RECORD EXTRACTS —
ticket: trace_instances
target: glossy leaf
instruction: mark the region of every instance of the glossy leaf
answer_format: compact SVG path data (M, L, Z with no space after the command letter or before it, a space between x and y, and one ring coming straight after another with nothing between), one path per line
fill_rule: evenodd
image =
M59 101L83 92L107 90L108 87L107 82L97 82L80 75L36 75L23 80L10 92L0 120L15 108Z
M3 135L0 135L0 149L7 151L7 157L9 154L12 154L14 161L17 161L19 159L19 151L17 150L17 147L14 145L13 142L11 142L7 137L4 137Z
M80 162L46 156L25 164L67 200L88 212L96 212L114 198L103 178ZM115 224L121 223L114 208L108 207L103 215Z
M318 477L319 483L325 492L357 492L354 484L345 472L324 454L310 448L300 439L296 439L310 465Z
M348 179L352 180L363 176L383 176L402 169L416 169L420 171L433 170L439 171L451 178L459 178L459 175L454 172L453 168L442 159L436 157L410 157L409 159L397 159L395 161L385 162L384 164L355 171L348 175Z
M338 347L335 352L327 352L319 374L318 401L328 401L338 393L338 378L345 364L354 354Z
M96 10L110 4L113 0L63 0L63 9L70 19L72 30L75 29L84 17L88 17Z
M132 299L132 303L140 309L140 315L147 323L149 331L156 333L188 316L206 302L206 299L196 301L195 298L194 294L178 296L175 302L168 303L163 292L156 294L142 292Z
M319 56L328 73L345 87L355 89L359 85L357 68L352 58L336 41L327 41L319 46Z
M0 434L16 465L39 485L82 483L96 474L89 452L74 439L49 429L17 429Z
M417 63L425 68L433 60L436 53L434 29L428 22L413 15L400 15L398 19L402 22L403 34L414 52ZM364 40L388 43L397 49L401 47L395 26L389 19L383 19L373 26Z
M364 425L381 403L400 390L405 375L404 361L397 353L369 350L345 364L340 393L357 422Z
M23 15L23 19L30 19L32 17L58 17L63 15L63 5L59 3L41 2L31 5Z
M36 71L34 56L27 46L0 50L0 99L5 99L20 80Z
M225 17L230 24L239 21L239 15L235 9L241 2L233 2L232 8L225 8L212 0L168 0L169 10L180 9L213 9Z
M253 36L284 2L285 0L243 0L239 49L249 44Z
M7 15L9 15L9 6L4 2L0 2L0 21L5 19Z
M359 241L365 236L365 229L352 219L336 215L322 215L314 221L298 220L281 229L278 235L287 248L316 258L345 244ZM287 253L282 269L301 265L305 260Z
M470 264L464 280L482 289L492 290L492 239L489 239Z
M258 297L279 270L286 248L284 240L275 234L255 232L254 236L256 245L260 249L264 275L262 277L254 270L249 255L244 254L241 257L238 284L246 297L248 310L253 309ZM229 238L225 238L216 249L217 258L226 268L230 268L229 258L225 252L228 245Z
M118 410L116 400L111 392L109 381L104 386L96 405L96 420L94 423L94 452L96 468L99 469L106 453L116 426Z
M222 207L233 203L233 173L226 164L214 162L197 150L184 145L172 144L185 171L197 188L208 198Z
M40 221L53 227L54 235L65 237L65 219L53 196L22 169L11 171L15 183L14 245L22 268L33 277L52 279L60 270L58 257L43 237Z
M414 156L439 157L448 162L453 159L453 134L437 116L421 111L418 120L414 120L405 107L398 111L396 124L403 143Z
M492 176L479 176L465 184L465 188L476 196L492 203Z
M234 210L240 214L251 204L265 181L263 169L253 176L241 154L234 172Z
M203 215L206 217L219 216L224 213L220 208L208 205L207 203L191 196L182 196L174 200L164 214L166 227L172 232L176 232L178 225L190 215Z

ABOUT THIS EXERCISE — Taking the lines above, repeat exactly those from the line that contains "answer_format: compact SVG" through the line that contains "fill_rule: evenodd", and both of those lines as well. Include nothing else.

WRITTEN REPLY —
answer_format: compact SVG path data (M, L, Z with no space after the command letter or before it, a space between x and y, and one ring coming straight after another with nothing between), one path per line
fill_rule: evenodd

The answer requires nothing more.